-- Text section --
# # #

# I want to buy this Gary Moore Concert video



## GTmaker (Apr 24, 2006)

Hi Folks

been looking around and NO LUCK getting it so I'm asking here.

There is a concert video of Gary Moore called "Live Blues"
recorded in London 1993 at the "Town and Country 2 " nightclub.
BB King also makes a guest appearance.

If you have this video ( DVD format would be great but I am not hopefull )
I would love to buy it from you.

A full concert in AVI file ( or any other video format file ) will also be accepted...

let me know what you got and how much...
thanks in advance.
G.


----------



## Guest (Apr 10, 2013)

if you're using mozilla/firefox, download it from YT.

[video=youtube;xdwa7DIi_S4]http://www.youtube.com/watch?v=xdwa7DIi_S4[/video]


----------



## GTmaker (Apr 24, 2006)

laristotle said:


> if you're using mozilla/firefox, download it from YT.


First, thanks for that link...I had no idea that the whole concert was on youtube.

What I am hoping for is a bit better quality video then what I have seen on youtube.
Good concert videos are not easy to find and this one has a great recording mix that sounds fantastic.

Still hoping that someone has a decent recording.

keep on rockin

G.


----------



## Woof (Jan 13, 2010)

Found this link not sure if that's what you are looking for?


----------



## GTmaker (Apr 24, 2006)

Woof said:


> Found this link not sure if that's what you are looking for?


thanks so much for that link
I also found this one ( waiting to see if they will ship to Canada and how much to do so)
http://www.maximumsound.org//Gary-Moore-Ballads-Blues-Live-Blues-wBB-King-DVD_p_1188.html

let see what happens
G.


----------



## GTmaker (Apr 24, 2006)

GTmaker said:


> thanks so much for that link
> I also found this one ( waiting to see if they will ship to Canada and how much to do so)
> http://www.maximumsound.org//Gary-Moore-Ballads-Blues-Live-Blues-wBB-King-DVD_p_1188.html
> 
> ...


Just a quick update on my DVD order..
placed the order 3 weeks ago, order was shipped 2 weeks ago, and the dammed thing finaly shows up today.
Better late then never I guess....
The DVDs are pretty good...actualy 2 are realy good and 2 are pretty bad productions. I guess its just a luck of the draw on production value.
I will remind you that I paid 12 bucks each and NO shipping charges.

I was getting worried that I would never see the shipment But now that I have them , it seems like a good deal.

thats it for now

G.


----------

# # #

-- Entries --

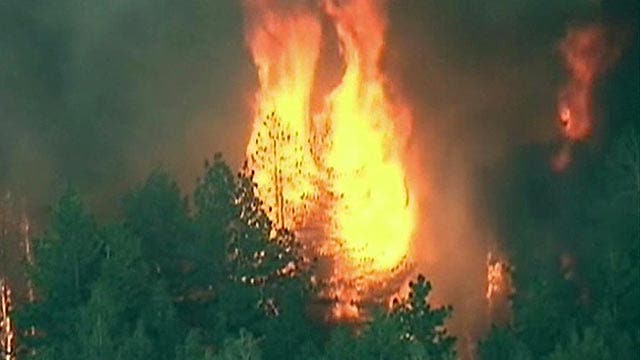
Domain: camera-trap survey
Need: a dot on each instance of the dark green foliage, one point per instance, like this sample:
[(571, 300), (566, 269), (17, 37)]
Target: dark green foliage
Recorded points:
[(577, 278), (411, 330), (216, 282), (69, 257)]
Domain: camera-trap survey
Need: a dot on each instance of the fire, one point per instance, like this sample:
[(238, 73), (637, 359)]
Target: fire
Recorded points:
[(587, 53), (340, 170), (373, 214), (7, 332), (499, 284), (285, 48)]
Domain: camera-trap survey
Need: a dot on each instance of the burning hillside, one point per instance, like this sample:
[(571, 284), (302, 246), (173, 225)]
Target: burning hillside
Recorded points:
[(338, 177)]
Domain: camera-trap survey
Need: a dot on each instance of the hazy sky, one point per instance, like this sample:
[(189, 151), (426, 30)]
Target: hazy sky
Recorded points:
[(98, 93)]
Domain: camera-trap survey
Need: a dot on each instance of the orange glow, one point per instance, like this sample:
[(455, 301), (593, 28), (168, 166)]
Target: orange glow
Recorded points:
[(373, 216), (587, 52), (499, 285), (336, 177), (7, 332), (285, 48)]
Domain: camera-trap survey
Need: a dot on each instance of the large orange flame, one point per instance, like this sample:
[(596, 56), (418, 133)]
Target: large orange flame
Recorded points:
[(345, 162)]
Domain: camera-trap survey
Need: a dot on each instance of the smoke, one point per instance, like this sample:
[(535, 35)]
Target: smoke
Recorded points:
[(97, 93), (482, 80)]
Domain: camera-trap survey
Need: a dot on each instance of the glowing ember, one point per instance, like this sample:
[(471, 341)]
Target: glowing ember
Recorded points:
[(7, 332), (340, 171), (499, 285), (588, 53)]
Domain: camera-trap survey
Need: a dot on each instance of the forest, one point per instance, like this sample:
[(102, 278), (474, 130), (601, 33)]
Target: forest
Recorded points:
[(200, 276)]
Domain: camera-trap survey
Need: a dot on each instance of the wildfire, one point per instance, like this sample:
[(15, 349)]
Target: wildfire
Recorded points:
[(340, 170), (7, 332), (588, 52), (499, 284)]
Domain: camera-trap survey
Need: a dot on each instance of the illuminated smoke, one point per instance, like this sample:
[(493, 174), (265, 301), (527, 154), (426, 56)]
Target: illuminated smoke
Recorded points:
[(7, 331), (337, 177), (588, 52)]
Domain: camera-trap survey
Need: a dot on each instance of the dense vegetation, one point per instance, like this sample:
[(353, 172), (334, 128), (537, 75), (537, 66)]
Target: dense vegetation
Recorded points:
[(575, 241), (198, 278), (202, 277)]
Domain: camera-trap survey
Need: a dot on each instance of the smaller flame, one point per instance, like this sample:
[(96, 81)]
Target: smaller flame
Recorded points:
[(588, 53), (7, 331), (499, 284)]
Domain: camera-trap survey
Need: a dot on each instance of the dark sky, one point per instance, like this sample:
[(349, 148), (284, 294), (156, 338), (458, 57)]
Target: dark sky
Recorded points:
[(97, 93)]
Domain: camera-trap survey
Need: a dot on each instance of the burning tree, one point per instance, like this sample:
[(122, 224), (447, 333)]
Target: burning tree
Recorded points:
[(7, 330)]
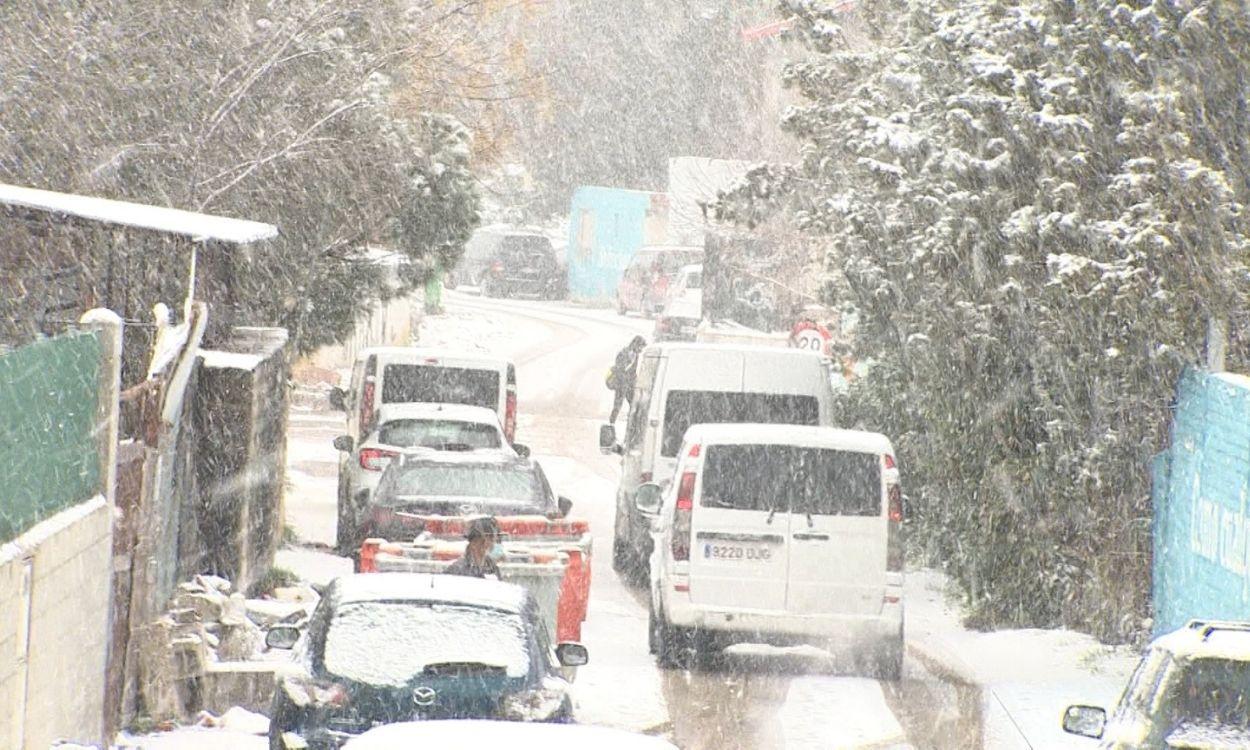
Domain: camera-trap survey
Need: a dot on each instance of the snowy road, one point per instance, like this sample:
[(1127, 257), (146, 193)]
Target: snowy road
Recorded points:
[(753, 696)]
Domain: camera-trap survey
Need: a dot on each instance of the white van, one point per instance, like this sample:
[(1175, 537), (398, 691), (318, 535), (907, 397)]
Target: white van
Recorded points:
[(680, 384), (778, 534)]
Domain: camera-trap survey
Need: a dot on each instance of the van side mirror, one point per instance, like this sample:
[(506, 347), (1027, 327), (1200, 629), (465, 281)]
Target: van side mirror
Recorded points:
[(1086, 721), (281, 636), (648, 499), (606, 439), (571, 654)]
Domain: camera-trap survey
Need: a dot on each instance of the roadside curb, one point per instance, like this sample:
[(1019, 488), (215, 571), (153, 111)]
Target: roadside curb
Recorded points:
[(943, 663)]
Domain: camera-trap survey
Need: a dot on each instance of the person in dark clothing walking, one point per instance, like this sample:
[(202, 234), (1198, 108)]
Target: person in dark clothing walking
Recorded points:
[(620, 378), (481, 551)]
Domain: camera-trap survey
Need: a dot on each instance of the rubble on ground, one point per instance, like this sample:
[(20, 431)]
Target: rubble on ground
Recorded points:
[(208, 651)]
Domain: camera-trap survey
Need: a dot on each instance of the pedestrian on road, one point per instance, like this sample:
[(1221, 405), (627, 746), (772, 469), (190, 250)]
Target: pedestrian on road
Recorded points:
[(620, 378), (484, 548)]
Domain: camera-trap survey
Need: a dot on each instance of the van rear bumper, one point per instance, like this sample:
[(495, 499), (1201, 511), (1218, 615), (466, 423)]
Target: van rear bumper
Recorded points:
[(771, 625)]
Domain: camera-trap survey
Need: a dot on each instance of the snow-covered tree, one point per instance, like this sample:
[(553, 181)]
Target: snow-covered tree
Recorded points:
[(1038, 206)]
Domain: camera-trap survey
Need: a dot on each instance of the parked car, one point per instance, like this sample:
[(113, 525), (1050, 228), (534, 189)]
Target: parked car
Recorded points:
[(778, 534), (396, 646), (401, 426), (683, 309), (478, 735), (1191, 689), (485, 244), (681, 384), (524, 265), (645, 283), (440, 483)]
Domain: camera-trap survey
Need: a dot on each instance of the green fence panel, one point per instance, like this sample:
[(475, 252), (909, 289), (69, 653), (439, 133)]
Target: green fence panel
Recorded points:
[(49, 459)]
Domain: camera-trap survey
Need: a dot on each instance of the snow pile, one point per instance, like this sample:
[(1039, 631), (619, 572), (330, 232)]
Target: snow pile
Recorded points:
[(1028, 676)]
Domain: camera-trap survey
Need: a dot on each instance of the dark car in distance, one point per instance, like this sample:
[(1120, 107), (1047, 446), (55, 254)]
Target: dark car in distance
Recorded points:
[(389, 648), (456, 483), (523, 265)]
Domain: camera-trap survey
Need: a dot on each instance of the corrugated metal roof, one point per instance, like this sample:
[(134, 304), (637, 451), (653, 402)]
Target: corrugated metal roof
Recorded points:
[(196, 226)]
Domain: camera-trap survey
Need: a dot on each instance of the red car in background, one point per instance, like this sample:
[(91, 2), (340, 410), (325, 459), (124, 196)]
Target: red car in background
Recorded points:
[(645, 283)]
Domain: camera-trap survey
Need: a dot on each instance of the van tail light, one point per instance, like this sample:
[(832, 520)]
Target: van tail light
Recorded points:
[(510, 416), (685, 504), (894, 531), (373, 459)]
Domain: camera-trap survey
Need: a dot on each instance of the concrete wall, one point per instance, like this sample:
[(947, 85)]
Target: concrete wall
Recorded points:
[(54, 629), (1201, 498)]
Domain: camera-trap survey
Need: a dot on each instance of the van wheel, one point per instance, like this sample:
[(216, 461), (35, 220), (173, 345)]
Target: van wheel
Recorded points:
[(670, 643), (620, 555)]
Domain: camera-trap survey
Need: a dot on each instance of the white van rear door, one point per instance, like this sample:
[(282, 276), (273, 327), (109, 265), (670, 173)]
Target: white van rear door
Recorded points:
[(738, 553), (836, 531)]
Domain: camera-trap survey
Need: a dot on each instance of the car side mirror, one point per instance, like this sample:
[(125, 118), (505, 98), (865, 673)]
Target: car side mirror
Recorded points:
[(570, 654), (606, 438), (648, 499), (1086, 721), (281, 636)]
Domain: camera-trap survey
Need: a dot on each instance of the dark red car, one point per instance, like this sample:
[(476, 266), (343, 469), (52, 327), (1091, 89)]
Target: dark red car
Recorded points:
[(645, 283)]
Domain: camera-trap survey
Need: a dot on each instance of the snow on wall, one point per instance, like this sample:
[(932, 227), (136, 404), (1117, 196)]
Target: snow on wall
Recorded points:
[(1201, 520)]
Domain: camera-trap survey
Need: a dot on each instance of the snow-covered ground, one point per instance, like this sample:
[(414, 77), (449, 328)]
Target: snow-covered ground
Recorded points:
[(1028, 676)]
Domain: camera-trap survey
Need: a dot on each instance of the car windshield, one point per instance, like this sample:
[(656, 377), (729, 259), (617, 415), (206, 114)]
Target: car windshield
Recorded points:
[(1210, 691), (789, 478), (430, 384), (686, 408), (499, 481), (391, 643), (436, 433)]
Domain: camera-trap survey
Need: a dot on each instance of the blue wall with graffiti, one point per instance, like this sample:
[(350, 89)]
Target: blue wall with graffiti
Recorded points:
[(606, 226), (1201, 559)]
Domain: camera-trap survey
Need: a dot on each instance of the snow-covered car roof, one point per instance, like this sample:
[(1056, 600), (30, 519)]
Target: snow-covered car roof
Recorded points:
[(474, 735), (446, 411), (670, 346), (1208, 639), (415, 353), (758, 434), (419, 586)]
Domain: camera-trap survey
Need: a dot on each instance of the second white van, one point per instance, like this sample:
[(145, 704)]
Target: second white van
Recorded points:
[(681, 384), (779, 534)]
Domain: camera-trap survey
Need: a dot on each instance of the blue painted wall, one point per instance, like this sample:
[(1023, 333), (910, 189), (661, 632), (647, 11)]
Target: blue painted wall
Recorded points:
[(1201, 558), (606, 226)]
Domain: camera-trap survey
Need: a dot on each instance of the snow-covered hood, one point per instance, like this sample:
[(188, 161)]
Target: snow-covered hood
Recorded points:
[(1195, 735)]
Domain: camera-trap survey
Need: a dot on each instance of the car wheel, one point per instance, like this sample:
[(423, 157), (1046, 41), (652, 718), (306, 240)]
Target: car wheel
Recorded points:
[(345, 529), (278, 724)]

# # #

-- Written request 1 --
Decide whether each statement agrees with the Gary Moore concert thread, answering yes or no and quoting the words that settle it: (a) the concert was recorded in London in 1993; (b) GTmaker paid shipping charges for the DVDs; (c) all of the DVDs that arrived were really good.
-- Written request 2 --
Please render the part of the records that runs from their start through the line containing "[(577, 278), (411, 330), (216, 282), (69, 257)]" as a numbered list, leaving out blank lines and the picture.
The Gary Moore concert thread and the records are separate material.

-- Exercise output 1 --
(a) Yes: "recorded in London 1993"
(b) No: "I paid 12 bucks each and NO shipping charges"
(c) No: "actualy 2 are realy good and 2 are pretty bad productions"

-- Exercise output 2 --
1. Domain: camera-trap survey
2. Need: a dot on each instance of the dark green foliage, one point per instance, like this sample:
3. [(571, 300), (566, 269), (17, 37)]
4. Target: dark green foliage
5. Recorded points:
6. [(577, 278), (411, 330), (216, 282), (69, 257)]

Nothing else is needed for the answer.